**Written problem 1**
From the listing further down, select every line that contains the string "pepper".

**Source extract**
## begin

Re: [xmca] motive/project

From: Andy Blunden <ablunden who-is-at>
Date: Sat Dec 13 2008 - 22:00:58 PST

Let me illustrate.

When I started work at Melbourne Uni., I joined the
University of Melbourne General Staff Association (UMGSA); a
few years later we amalgamated into a registered Federal
Union, the State Public Services Federation (SPSF); a few
years after that, most of us joined the National Tertiary
Education Union (NTEU).

The UMGSA was an in-house association set up by the
University, when the upsurge of militancy in the early 70s
threatened to overtake them; the officials were mostly
middle level managers.

The SPSF was a federal union representing white collar
staff, not academics, throughout the public sector.

The NTEU represents everyone who worked in Universities, and
represents the entire industry to government.

One could say that all these responded to the same need for
representation. But *psychologically* the impact of each of
them was very different. They were very different projects.
They represented different ideals, different identities for
their members, different visions of the place of the general
staff in relation to their bosses and their work. Each was
the outcome a very complex, interweaving history.

Helena has lots of these stories in the US context.


Mike Cole wrote:
> Andy--
> Among all the issues on the table, could I inquire more about
> motive/project/activity?
> (This query could some help from our native Russian speakers as well as
> German
> scholars because I figure issues of translation are involved).
> The question concerns the term, motive. You want to move away from it with
> relation to
> activity because (in part? ) because of its internal/mentalistic
> connotations (or maybe
> denotation?). Project is the preferred alternative. I'll let that one lie
> for now, but it, too
> is worth coming back to because of links (least!) to Sartre and Heidegger
> which I do not
> well understand).
> But concerning motive. A long time ago, when LCHC was first busily trying to
> understand
> Leontiev we had a lot of discussion about motive. It is a term with a long
> and varied history
> in English. Waiting for someone to drop off more exams for me to read, I
> snuck over to
> the OED and read under "motive." If there is interest, I could post the
> whole, long entry.

## end

**Written problem 2**
Write a continuation of the mailing-list post on motive and project, starting right after its last sentence.

**Given entries**
## begin

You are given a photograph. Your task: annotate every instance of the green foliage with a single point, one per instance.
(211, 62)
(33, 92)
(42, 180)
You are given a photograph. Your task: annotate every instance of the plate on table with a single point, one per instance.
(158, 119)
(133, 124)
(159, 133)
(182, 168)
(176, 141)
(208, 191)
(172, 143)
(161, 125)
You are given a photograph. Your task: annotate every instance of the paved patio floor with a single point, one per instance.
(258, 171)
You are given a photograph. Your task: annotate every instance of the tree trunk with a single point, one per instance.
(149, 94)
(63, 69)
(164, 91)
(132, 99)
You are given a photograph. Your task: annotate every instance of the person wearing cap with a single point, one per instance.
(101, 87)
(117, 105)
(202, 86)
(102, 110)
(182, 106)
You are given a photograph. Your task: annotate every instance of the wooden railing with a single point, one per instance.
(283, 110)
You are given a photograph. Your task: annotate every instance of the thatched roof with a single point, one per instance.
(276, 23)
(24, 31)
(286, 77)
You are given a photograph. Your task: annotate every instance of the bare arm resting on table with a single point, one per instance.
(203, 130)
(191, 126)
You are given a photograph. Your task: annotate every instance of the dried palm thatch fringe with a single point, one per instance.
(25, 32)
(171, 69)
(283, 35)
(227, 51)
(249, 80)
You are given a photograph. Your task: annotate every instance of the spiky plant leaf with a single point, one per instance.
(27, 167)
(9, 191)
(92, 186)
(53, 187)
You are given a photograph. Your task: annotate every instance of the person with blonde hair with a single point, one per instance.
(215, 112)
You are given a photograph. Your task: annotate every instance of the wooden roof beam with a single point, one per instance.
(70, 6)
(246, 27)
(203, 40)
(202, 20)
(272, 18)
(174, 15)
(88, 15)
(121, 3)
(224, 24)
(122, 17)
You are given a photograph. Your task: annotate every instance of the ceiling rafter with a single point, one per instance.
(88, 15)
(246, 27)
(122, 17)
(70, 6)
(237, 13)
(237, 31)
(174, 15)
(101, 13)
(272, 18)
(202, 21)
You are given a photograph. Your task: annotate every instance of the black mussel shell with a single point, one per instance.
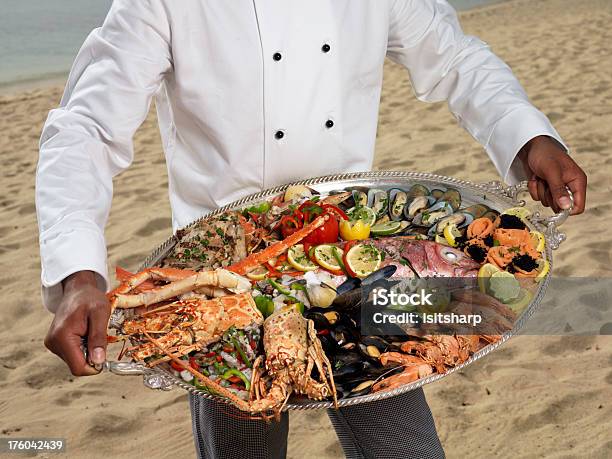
(321, 322)
(383, 273)
(348, 285)
(348, 371)
(349, 302)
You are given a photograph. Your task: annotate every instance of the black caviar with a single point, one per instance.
(477, 252)
(511, 222)
(524, 262)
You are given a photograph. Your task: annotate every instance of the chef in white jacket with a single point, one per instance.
(252, 94)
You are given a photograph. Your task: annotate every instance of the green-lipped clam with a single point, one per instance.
(397, 201)
(379, 201)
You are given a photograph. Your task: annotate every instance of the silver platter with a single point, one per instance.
(493, 194)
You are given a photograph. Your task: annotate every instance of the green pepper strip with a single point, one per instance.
(243, 356)
(219, 368)
(279, 287)
(260, 208)
(338, 258)
(233, 372)
(297, 286)
(264, 304)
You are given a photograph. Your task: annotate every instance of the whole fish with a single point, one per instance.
(426, 258)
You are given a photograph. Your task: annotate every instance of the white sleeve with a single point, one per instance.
(88, 139)
(482, 92)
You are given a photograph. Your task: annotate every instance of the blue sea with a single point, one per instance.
(40, 38)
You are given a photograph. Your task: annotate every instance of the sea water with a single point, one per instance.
(40, 38)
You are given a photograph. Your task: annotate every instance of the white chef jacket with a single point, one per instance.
(252, 94)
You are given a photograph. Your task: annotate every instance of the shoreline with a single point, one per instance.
(56, 79)
(26, 85)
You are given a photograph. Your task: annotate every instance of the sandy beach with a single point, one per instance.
(535, 397)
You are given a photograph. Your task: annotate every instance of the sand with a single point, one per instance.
(535, 397)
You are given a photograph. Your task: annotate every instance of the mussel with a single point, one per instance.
(417, 190)
(417, 205)
(372, 346)
(433, 214)
(397, 201)
(453, 197)
(378, 200)
(360, 198)
(460, 219)
(476, 210)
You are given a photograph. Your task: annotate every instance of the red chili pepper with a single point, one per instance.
(176, 366)
(310, 210)
(326, 234)
(335, 210)
(289, 225)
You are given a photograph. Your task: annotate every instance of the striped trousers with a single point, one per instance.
(401, 427)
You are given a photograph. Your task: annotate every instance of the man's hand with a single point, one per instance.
(84, 311)
(550, 169)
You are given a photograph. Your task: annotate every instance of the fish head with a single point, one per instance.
(430, 259)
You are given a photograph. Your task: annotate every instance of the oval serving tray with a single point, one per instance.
(493, 194)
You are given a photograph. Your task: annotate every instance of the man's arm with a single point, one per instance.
(484, 95)
(84, 144)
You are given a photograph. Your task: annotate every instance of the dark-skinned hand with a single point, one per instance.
(550, 169)
(83, 312)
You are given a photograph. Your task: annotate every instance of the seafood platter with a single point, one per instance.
(258, 303)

## end

**Right answer 1**
You are given a photograph. Your task: annotate every instance of the green pepper strip with a single point, one per instance.
You are given a photograph. Your task: annotate every instance of the red chili pepper with a single point, one per instance.

**Right answer 2**
> But it really IS complicated, and far from all its uses are internal mental,
> although that is
> where the entry starts. I pulled just the first several such definitions,
> sans examples. They
> are:
> 1. Senses relating to inner impulses and mental activities.
> 2. A matter or issue moved or brought forward, *esp.* a question
> requiring an answer; a motion, a proposition. Freq. in *to move *(also*make
> *)* a motive*
> 3. Chiefly *Sc.* An inward prompting or impulse. Chiefly in *of
> *(also*by, from
> *)* one's own *(*proper*)* motive*
> 4. *a.* A circumstance or external factor inducing a person to act in a
> certain way; a desire, emotion, reason, argument, etc., influencing or
> tending to influence a person's volition. Also: a contemplated end the
> desire for which influences or tends to influence a person's actions.
> *b. *More generally: the reason or cause behind something. *Obs.*
> 5.* *Proof, justification; an argument or consideration offered as grounds
> for believing something to be true; a piece of evidence intended to
> convince or produce assent. *Obs.*
> Note that as we move down this list, internal starts to be joined with
> external. My colleague Peg Griffin particularly
> liked a version of #5, as in "a well motivated decision" where motive means
> based on prior evidence, experience, etc.
> It is clear which of these various senses Leontiev was using??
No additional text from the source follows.